┌─ INPUT DATA
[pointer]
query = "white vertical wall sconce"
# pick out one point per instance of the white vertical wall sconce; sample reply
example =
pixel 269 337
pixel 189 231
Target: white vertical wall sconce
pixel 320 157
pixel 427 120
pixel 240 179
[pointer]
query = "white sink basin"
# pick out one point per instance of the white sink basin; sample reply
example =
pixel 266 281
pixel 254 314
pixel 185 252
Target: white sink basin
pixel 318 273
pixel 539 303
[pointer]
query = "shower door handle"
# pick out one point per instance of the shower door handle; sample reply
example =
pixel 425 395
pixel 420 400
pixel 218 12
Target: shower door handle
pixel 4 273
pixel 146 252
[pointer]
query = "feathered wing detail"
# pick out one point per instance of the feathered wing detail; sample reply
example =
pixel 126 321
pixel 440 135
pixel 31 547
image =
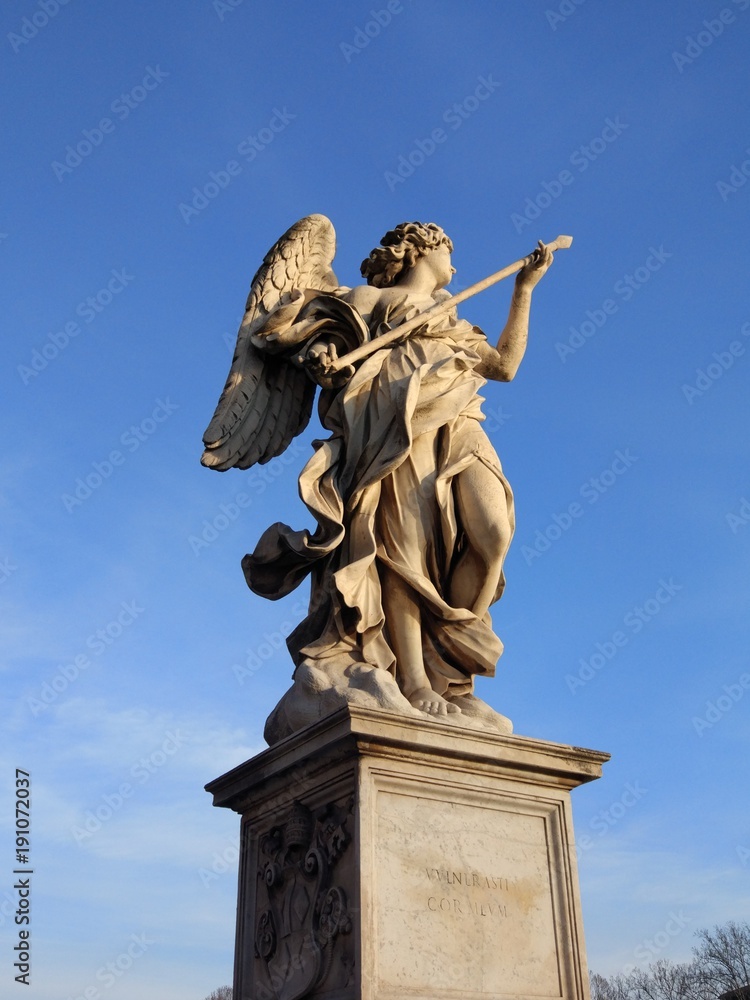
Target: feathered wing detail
pixel 266 399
└─
- TASK DIRECTIONS
Images do not belong in the copy; reproduce all other parts of the records above verbatim.

- ANSWER BELOW
[pointer]
query = "white vertical wall sconce"
# pick out one point per instance of the white vertical wall sconce; sample reply
example =
pixel 269 337
pixel 189 231
Target: white vertical wall sconce
pixel 320 157
pixel 427 120
pixel 240 179
[pointer]
query = "white sink basin"
# pick out one point per instance of the white sink basin; sample reply
example =
pixel 266 281
pixel 254 314
pixel 185 252
Target: white sink basin
pixel 318 273
pixel 539 303
[pointer]
query = "shower door handle"
# pick out one point per instance of the shower door handle; sample reply
example =
pixel 425 395
pixel 420 400
pixel 218 12
Target: shower door handle
pixel 4 273
pixel 146 252
[pointer]
query = "feathered wing detail"
# pick out one point per instance of the feathered wing detail; sample reply
example =
pixel 126 321
pixel 440 135
pixel 31 547
image =
Target: feathered wing detail
pixel 266 399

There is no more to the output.